WHAT IS NEEDED: Please extract every line of the material below word for word, leaving out any images.

INPUT RECORDS:
§ §

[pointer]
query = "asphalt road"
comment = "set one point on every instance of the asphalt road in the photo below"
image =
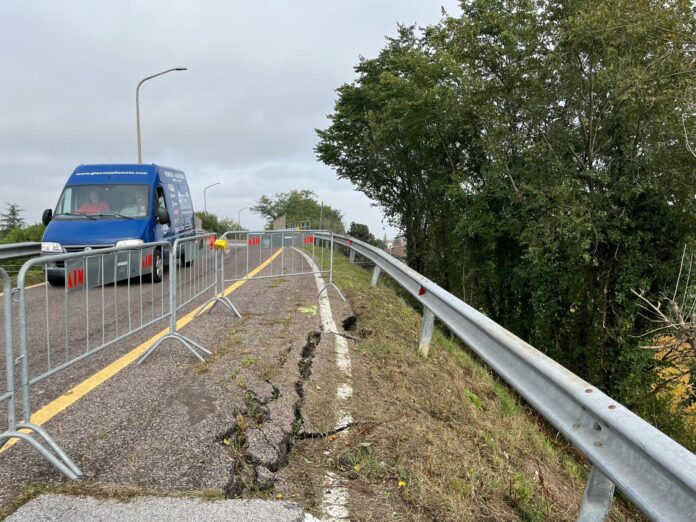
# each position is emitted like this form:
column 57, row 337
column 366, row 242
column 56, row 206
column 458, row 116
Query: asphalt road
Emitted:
column 162, row 426
column 63, row 325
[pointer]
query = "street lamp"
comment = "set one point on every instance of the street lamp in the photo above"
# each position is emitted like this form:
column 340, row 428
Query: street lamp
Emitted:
column 205, row 204
column 239, row 216
column 137, row 104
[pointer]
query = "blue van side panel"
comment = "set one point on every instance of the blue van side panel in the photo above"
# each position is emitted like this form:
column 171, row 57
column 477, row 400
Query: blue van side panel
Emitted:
column 179, row 203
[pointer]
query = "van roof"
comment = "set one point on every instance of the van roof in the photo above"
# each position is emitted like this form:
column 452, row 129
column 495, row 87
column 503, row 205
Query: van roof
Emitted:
column 131, row 173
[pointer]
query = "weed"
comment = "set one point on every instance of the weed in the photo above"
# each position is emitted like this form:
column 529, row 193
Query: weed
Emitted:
column 507, row 402
column 249, row 361
column 475, row 400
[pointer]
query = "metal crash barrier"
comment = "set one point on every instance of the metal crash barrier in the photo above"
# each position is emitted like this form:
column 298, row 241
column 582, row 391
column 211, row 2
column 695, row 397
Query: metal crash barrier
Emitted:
column 626, row 452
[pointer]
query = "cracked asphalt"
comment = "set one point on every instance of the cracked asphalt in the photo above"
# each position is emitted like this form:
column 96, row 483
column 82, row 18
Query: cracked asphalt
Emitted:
column 174, row 424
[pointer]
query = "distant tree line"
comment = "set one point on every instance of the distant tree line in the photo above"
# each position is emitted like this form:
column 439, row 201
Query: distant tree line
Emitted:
column 299, row 206
column 212, row 223
column 537, row 156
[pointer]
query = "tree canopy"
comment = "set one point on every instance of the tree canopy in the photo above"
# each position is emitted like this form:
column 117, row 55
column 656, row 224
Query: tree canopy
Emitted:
column 535, row 156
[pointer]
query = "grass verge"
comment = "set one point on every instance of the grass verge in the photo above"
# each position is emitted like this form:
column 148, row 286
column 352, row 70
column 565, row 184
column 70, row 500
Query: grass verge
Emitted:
column 442, row 437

§ §

SOLUTION BELOW:
[pointer]
query = "asphalt road"
comment = "set one point on every instance of the asphalt road in the photo below"
image =
# each position is emitted like this form:
column 57, row 337
column 366, row 242
column 56, row 206
column 458, row 116
Query: asphalt road
Emitted:
column 162, row 426
column 63, row 325
[pointer]
query = "street lamp"
comment = "set one point on every instance of the street lamp in the photo above"
# each position is emitted like this form:
column 340, row 428
Query: street lamp
Emitted:
column 205, row 204
column 239, row 216
column 137, row 104
[pointer]
query = "blue van side panel"
comment = "set one point on every instance of the blue van side panel in the photo above"
# each position is emitted like this form:
column 171, row 57
column 477, row 400
Query: blue van side panel
Emitted:
column 179, row 203
[pointer]
query = "van roof"
comment = "set one point on every instance of the van roof in the photo above"
# each position is emitted like this form:
column 452, row 129
column 495, row 87
column 503, row 205
Query: van roof
Emitted:
column 131, row 173
[pointer]
query = "weed"
comment = "set one point on every instance of the weed in the photo above"
# each position is emitted like this form:
column 529, row 193
Query: weed
Emitted:
column 507, row 402
column 249, row 361
column 475, row 400
[pointer]
query = "metal crash barrier"
comment = "set one point on every instance of the metal crash barrier in the photo above"
# each position is emitted like this form:
column 298, row 241
column 582, row 391
column 211, row 2
column 695, row 397
Query: metal crash barrier
Emitted:
column 626, row 452
[pointer]
query = "cracked asphalt"
comment = "set one point on every instance of the cracked asphalt in the photo above"
# each position is emitted like this form:
column 96, row 483
column 82, row 18
Query: cracked asphalt
Emitted:
column 174, row 424
[pointer]
query = "distant tree line"
comment = "set one point on every instance of the distant tree line in the photo above"
# each position is emitted like this form:
column 439, row 201
Query: distant tree line
Emitted:
column 299, row 206
column 212, row 223
column 537, row 156
[pointer]
query = "tree canopy"
comment = "set one point on every instance of the tree canopy in the photo above"
# each position is emitted like this form:
column 117, row 55
column 656, row 224
Query: tree canopy
Emitted:
column 535, row 156
[pointer]
query = "grass verge"
comment = "set one point on every instance of the grass verge in the photo above"
# each position is emitted like this form:
column 148, row 286
column 352, row 70
column 565, row 184
column 70, row 500
Query: grass verge
Emitted:
column 442, row 437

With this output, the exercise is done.